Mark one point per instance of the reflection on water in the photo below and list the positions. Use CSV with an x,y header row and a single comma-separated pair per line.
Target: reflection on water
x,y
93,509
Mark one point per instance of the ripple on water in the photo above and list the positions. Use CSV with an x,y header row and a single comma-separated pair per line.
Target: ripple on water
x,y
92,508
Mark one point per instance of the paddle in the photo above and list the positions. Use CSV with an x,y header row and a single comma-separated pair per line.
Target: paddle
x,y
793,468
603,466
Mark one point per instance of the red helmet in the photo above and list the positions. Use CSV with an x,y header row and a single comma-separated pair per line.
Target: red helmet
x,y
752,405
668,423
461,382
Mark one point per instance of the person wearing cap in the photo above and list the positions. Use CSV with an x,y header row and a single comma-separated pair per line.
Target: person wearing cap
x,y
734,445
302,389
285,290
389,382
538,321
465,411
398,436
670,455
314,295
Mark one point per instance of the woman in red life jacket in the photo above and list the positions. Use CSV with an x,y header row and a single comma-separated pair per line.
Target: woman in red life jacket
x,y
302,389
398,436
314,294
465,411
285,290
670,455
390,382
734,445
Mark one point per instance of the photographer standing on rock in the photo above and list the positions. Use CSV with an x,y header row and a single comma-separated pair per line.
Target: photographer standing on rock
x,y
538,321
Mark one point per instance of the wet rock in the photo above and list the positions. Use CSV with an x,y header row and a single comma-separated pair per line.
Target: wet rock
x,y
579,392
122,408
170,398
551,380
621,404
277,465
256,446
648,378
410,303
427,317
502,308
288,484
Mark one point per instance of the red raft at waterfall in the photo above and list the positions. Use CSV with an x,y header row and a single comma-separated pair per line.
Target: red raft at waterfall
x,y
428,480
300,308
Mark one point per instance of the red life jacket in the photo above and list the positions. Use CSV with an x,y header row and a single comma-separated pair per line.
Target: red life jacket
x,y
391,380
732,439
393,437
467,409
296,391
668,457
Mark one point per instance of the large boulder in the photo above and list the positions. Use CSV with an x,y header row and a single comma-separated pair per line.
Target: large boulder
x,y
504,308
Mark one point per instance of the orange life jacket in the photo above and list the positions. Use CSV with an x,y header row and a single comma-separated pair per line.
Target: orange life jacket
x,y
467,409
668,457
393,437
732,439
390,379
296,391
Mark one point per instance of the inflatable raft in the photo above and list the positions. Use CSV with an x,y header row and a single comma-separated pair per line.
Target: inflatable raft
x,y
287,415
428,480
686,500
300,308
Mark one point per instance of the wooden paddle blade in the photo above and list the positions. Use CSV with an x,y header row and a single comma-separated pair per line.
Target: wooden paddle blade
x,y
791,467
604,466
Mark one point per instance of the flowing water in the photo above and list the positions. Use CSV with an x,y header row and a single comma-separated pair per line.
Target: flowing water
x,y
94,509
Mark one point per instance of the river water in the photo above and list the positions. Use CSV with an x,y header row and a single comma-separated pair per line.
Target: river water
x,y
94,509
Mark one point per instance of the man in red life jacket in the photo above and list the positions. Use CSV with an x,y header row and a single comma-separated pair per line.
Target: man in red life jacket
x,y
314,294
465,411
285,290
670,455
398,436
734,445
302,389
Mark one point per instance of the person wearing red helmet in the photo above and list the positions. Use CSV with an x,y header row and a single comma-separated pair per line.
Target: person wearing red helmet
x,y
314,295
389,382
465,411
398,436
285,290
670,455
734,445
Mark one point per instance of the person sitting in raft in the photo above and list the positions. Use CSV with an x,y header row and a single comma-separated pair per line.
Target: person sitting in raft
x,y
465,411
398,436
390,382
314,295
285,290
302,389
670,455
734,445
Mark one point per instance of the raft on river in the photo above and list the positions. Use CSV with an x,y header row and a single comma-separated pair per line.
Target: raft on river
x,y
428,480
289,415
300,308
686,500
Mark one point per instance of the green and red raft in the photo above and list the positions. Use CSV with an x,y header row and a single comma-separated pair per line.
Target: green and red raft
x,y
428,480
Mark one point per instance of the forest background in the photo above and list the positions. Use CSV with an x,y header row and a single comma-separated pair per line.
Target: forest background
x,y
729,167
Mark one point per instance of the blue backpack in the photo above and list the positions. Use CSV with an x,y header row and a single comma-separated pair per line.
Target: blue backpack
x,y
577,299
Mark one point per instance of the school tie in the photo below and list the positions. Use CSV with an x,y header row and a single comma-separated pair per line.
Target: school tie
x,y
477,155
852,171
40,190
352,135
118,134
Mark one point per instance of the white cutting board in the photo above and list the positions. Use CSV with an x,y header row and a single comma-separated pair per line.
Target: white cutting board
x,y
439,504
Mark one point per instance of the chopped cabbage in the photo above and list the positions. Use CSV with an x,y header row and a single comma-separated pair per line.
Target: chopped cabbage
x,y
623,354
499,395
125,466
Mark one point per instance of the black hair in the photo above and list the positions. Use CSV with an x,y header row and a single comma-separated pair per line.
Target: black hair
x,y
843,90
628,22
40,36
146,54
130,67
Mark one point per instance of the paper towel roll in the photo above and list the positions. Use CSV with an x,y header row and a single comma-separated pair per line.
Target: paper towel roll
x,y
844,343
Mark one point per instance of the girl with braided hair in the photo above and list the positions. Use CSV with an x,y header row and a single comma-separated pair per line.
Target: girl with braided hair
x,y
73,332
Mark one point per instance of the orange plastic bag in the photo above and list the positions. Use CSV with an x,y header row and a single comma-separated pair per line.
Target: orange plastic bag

▬▬▬▬▬▬▬▬▬▬

* **AIM OF THE EXERCISE**: In your answer, include only the lines above starting at the line that holds "Target: red helmet" and ending at the line that holds "Mark one point per instance of the person wearing cap", copied exactly.

* **ANSWER TO THIS PROBLEM**:
Target: red helmet
x,y
752,405
668,423
461,382
Mark one point per instance of the person wearing cap in the photo above and list the positions. Use CSV with an x,y header row and a single comma-separated pair per line.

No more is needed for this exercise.